• **Requirements**:
Gather every line in the listing below that contains the word "mountain", and copy each of those lines in full.

--- Start ---

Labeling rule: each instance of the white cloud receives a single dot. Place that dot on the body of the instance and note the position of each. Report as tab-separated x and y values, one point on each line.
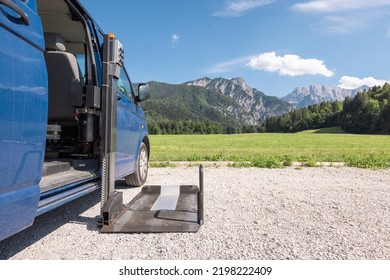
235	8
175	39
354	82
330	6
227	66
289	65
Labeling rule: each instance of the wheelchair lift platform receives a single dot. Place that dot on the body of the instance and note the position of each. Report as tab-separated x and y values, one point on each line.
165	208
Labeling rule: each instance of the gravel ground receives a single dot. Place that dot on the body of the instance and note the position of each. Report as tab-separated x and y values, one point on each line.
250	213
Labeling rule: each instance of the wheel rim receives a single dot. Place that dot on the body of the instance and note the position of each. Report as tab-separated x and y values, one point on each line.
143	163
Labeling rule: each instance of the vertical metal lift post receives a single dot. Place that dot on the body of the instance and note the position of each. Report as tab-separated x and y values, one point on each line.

--- End ---
--- Start ---

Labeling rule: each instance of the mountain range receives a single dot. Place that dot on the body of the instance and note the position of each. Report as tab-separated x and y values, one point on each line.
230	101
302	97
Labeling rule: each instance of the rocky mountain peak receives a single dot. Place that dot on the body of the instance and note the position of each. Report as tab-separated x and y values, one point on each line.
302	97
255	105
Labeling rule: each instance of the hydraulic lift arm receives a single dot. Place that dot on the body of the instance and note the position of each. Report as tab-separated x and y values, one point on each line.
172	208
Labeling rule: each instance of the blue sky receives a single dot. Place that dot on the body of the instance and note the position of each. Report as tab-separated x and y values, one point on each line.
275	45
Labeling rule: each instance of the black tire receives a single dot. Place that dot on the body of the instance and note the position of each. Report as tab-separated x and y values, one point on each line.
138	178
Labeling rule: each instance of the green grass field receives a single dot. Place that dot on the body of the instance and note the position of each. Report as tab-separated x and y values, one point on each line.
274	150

--- End ---

• **Result for this task**:
Labeling rule: each instance of the mountain range receives a single dot. Place that dot on the body of the instance and note the position of each. Report as tab-separated x and y values, one point on each line.
Labeling rule: each instance of the rocky mountain peak receives a single dot. Place that dot on the body of the instance and note the position of each. Report as tab-separated x and y values, one point on each line.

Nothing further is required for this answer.